----- Records shown -----
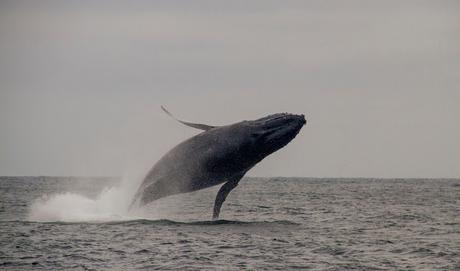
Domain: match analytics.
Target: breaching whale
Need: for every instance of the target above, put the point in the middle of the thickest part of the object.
(220, 154)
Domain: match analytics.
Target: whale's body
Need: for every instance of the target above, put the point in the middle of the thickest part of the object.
(218, 155)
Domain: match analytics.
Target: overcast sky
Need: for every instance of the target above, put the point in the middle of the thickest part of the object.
(81, 83)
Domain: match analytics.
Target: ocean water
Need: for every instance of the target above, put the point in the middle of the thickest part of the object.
(266, 224)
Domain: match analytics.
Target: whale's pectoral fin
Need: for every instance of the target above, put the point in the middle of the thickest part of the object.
(222, 195)
(194, 125)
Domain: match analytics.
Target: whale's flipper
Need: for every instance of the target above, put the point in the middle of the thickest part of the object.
(222, 194)
(194, 125)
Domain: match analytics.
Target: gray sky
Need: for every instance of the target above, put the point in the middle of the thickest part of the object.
(81, 84)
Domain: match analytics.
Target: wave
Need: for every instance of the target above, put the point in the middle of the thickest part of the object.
(162, 222)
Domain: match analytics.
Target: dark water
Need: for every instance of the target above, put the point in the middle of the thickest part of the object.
(273, 224)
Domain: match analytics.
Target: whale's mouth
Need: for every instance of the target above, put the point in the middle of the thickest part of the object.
(279, 129)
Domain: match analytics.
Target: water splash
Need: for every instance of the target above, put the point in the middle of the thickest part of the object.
(110, 205)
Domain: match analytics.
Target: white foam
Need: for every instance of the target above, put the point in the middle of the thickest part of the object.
(112, 204)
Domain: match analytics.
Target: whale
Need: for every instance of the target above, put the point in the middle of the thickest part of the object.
(217, 155)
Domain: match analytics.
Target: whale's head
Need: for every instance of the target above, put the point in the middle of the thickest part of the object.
(269, 134)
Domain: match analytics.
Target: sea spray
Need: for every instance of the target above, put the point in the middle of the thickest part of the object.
(111, 204)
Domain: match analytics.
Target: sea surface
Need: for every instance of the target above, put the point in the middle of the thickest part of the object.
(54, 223)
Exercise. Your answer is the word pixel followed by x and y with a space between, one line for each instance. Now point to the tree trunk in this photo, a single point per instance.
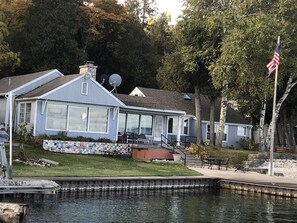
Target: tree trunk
pixel 290 85
pixel 294 148
pixel 223 114
pixel 211 123
pixel 198 115
pixel 261 126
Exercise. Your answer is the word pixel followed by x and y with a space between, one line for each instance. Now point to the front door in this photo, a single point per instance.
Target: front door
pixel 158 127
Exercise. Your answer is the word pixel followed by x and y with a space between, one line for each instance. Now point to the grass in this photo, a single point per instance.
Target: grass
pixel 236 156
pixel 75 165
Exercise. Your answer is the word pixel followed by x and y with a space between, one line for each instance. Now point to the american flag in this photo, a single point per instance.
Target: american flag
pixel 272 65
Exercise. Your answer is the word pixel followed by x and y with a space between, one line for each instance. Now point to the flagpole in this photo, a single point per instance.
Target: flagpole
pixel 271 165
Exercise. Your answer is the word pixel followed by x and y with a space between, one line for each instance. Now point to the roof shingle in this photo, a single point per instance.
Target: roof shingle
pixel 171 100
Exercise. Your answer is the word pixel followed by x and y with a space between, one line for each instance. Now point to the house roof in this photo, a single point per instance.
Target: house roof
pixel 10 83
pixel 171 100
pixel 50 86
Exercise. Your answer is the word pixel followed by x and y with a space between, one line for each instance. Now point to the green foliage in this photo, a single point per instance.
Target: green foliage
pixel 198 151
pixel 8 59
pixel 24 135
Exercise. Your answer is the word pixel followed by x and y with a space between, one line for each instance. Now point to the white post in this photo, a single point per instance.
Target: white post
pixel 271 169
pixel 10 129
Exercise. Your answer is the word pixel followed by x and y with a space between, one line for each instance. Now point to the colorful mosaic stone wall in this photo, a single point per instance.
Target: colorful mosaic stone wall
pixel 87 147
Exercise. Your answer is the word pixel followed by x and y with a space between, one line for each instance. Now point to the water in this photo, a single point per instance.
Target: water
pixel 158 206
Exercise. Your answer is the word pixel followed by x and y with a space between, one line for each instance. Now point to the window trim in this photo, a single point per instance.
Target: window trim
pixel 245 131
pixel 226 129
pixel 26 115
pixel 84 88
pixel 88 118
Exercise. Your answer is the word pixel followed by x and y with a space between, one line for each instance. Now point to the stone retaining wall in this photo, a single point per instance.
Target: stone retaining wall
pixel 97 148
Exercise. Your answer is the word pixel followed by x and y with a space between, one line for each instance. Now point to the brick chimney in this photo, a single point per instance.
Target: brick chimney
pixel 88 67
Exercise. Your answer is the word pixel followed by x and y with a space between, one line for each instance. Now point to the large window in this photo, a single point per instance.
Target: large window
pixel 186 126
pixel 132 123
pixel 56 116
pixel 139 124
pixel 77 118
pixel 25 113
pixel 146 124
pixel 172 125
pixel 216 130
pixel 241 131
pixel 122 123
pixel 98 119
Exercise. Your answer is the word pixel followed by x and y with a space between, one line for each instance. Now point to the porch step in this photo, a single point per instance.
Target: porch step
pixel 191 161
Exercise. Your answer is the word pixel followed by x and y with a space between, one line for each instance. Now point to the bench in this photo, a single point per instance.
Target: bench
pixel 220 162
pixel 130 137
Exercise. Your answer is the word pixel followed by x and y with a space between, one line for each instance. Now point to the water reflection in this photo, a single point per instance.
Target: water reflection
pixel 202 205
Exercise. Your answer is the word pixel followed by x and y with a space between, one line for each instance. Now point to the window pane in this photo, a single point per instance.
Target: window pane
pixel 28 113
pixel 172 125
pixel 146 124
pixel 56 116
pixel 98 119
pixel 122 122
pixel 241 131
pixel 186 126
pixel 78 118
pixel 84 88
pixel 22 113
pixel 132 123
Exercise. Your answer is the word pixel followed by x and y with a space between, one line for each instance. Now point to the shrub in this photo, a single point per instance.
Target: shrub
pixel 198 151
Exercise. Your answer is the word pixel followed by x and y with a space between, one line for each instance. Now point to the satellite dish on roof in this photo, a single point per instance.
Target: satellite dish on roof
pixel 103 78
pixel 115 80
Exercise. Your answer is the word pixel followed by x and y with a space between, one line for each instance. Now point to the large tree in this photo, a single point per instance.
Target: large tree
pixel 251 30
pixel 8 59
pixel 197 37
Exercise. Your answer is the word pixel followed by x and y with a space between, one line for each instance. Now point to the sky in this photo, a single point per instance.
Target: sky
pixel 173 7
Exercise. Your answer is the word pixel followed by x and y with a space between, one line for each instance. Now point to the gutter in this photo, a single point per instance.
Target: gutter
pixel 153 110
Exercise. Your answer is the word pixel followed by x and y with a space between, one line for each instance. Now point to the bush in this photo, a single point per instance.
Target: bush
pixel 244 143
pixel 198 151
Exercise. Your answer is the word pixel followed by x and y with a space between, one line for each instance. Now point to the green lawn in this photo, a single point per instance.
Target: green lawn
pixel 93 165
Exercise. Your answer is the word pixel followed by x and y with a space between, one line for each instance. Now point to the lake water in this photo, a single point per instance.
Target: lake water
pixel 158 206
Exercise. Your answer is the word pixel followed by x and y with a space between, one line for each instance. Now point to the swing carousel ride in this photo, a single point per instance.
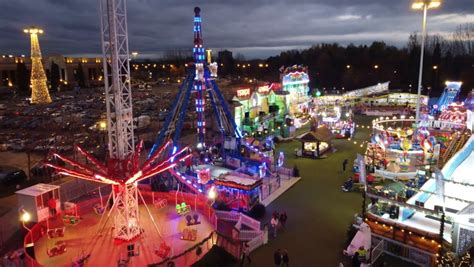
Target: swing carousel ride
pixel 87 236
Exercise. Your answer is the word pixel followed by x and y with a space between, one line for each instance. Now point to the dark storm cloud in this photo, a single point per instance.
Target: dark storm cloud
pixel 253 27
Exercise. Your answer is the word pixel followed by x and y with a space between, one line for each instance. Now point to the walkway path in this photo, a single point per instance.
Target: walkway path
pixel 318 211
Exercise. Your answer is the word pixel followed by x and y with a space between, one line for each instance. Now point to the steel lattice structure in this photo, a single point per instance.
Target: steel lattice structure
-----
[Task statement]
Restate word for word only the lines from where the entries begin through the one with "Target: overcast sky"; omit the pictures.

[Written reply]
Domain: match analytics.
Target: breaching whale
Need: for every instance of the target above, put the point in the middle of the thickest part of the object.
(220, 154)
Domain: match analytics.
Target: whale's body
Need: for every instance of the target above, put the point in the middle of the thickest part of the object.
(218, 155)
Domain: match analytics.
Target: overcast sky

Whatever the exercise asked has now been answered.